■ **Aim of the task**: Exclude all pictures from your copy of the data below, which should otherwise match exactly.

══ Data under study

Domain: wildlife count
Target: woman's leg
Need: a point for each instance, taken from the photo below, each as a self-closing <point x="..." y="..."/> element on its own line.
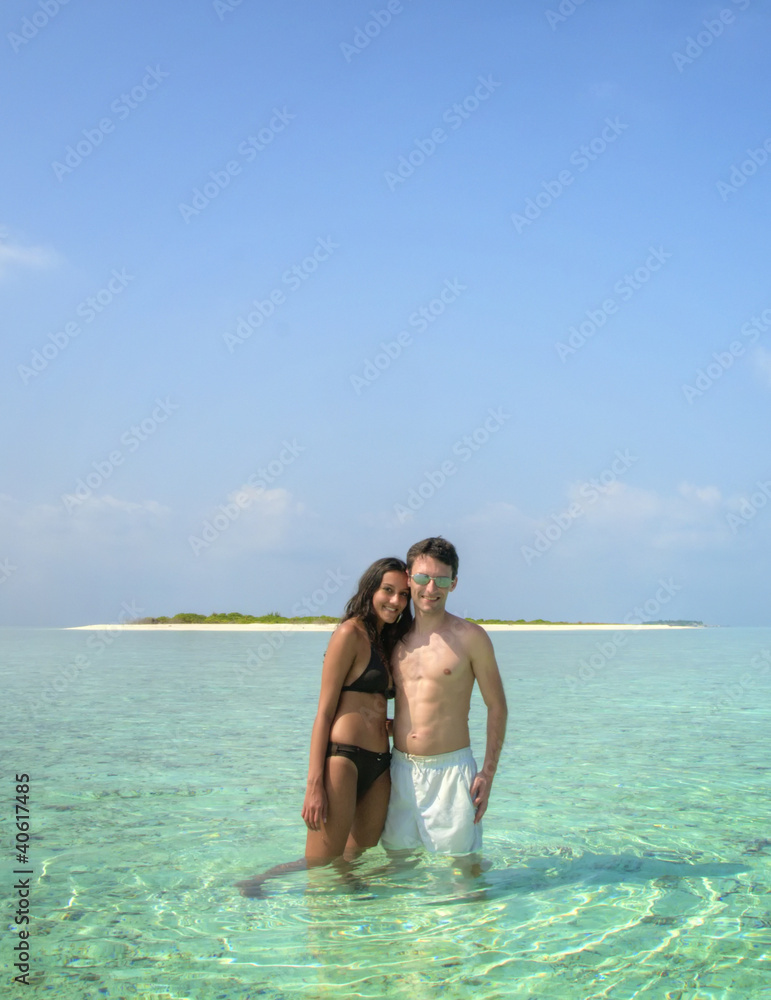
<point x="369" y="818"/>
<point x="340" y="778"/>
<point x="321" y="846"/>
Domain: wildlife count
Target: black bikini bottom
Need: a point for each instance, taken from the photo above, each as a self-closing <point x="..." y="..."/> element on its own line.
<point x="370" y="765"/>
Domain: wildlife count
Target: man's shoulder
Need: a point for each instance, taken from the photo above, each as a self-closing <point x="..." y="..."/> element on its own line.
<point x="463" y="629"/>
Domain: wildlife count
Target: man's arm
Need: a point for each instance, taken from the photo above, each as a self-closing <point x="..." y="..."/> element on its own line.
<point x="485" y="670"/>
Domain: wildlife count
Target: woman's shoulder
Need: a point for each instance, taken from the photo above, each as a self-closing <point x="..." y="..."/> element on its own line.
<point x="352" y="629"/>
<point x="351" y="633"/>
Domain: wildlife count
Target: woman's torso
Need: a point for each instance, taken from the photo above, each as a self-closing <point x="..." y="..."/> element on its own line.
<point x="360" y="718"/>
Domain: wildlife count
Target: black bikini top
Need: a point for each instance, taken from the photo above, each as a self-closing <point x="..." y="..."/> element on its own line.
<point x="374" y="680"/>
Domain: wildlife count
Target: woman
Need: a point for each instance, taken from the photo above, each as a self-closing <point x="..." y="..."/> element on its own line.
<point x="346" y="796"/>
<point x="348" y="778"/>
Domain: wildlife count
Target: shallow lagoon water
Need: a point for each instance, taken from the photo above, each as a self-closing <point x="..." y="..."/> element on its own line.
<point x="628" y="833"/>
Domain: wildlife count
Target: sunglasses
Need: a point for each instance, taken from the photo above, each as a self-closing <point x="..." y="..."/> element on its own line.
<point x="441" y="581"/>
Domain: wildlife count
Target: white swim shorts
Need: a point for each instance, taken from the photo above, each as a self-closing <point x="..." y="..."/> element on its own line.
<point x="430" y="804"/>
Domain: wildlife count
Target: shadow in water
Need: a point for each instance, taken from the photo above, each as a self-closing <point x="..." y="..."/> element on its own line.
<point x="448" y="881"/>
<point x="539" y="874"/>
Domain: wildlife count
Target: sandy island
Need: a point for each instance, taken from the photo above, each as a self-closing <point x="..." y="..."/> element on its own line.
<point x="259" y="627"/>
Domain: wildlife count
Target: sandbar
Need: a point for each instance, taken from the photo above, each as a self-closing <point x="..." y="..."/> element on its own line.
<point x="278" y="627"/>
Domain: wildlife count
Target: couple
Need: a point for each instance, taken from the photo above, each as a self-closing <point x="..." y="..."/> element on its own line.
<point x="429" y="794"/>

════

■ **Solution**:
Domain: wildlife count
Target: woman's leg
Need: a point for each instance, taken from the photo below, each as a self-closing <point x="..." y="..."/> element on its own line.
<point x="369" y="818"/>
<point x="340" y="778"/>
<point x="321" y="846"/>
Domain: wildlife count
Target: black bikini bottom
Need: a point for each instance, taken from the photo above, each as a self-closing <point x="..." y="..."/> element on its own line.
<point x="370" y="765"/>
Domain: wildlife count
Target: man's shoulder
Need: a point for each instance, taken from the photo above, each as a self-closing <point x="..." y="..."/> element on its own line.
<point x="463" y="629"/>
Domain: wildlife count
Target: man's arm
Need: a point for each instance, taken from the photo above, each as a self-closing <point x="..." y="..."/> element on its own line.
<point x="485" y="670"/>
Domain: wildlife count
Target: woman's shoulder
Need: a point for each instance, taken from the photo above, each as a self-closing <point x="..." y="..."/> element on its own line.
<point x="352" y="629"/>
<point x="351" y="633"/>
Domain: wildlife count
Target: woman's torso
Need: a point for each instance, taken from the photo above, each as a self-closing <point x="..." y="..."/> element on its own line.
<point x="360" y="718"/>
Domain: wildlife count
Target: black bikini top
Need: a point for each instance, taken from the photo above, each as a self-closing <point x="..." y="..."/> element on its own line.
<point x="374" y="680"/>
Domain: wildlife count
Target: woman
Need: a point for each instance, taken from the photo above, each as a self-closing <point x="..." y="..."/> element on its own line.
<point x="346" y="796"/>
<point x="348" y="778"/>
Domain: wildlife count
Target: shallow lagoon water
Need: a point for each instance, taken from the photo above, each as a self-closing <point x="..." y="..."/> element on its own line.
<point x="628" y="833"/>
Domain: wildlife count
Target: sunglasses
Need: a point for each instance, taken from the photo above, each as a self-closing <point x="..." y="..."/> element on its own line.
<point x="441" y="581"/>
Domain: wildlife count
Target: white swim shorts
Need: a point for each instance, taken from the photo above, each as a self-closing <point x="..." y="..."/> element on its own line.
<point x="430" y="804"/>
Domain: wildlife count
Target: shadow in water
Need: a point for each instance, taken from the photo above, each as a self-closing <point x="..." y="..."/> element on its own line.
<point x="448" y="881"/>
<point x="539" y="874"/>
Domain: wildlife count
Target: sandy island
Need: a point for each instance, taken from the photo above, each as a self-closing <point x="..." y="..."/> element on its own line.
<point x="259" y="627"/>
Domain: wildlife count
Target: sandbar
Need: a point for each instance, taken from the photo above, each as a self-closing <point x="..." y="..."/> element on its own line.
<point x="278" y="627"/>
Domain: wildlife count
Target: couple
Need: a point for each instance, taken from the photo above, each as a self-closing <point x="..." y="..."/> element on its own line.
<point x="429" y="794"/>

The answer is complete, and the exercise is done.